### Your instructions
Every line of the listing below should be written out exactly, minus its pictures.

===== Supplied material =====

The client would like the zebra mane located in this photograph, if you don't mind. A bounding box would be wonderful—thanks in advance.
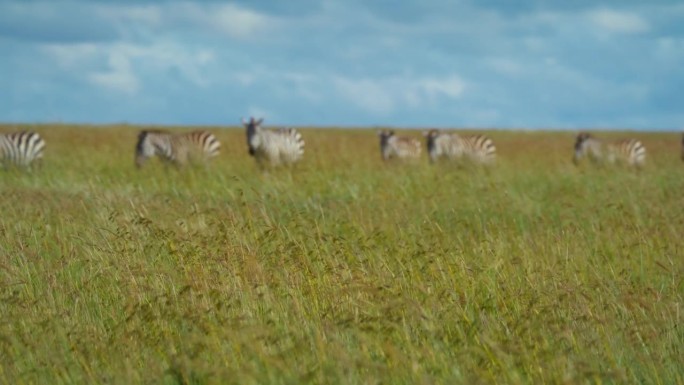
[137,129,170,141]
[377,129,397,139]
[139,129,169,136]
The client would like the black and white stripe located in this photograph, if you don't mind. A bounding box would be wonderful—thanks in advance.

=====

### Response for this exercise
The client would like the zebra mane located in this photograph, if you don't mind. A bounding box would be wonderful—thanks in advance.
[137,129,170,141]
[377,129,397,139]
[139,129,169,136]
The client would like the black and white stripe located in this photograph, if you don't mind. A bounding box would be wonderful—thanks in advance.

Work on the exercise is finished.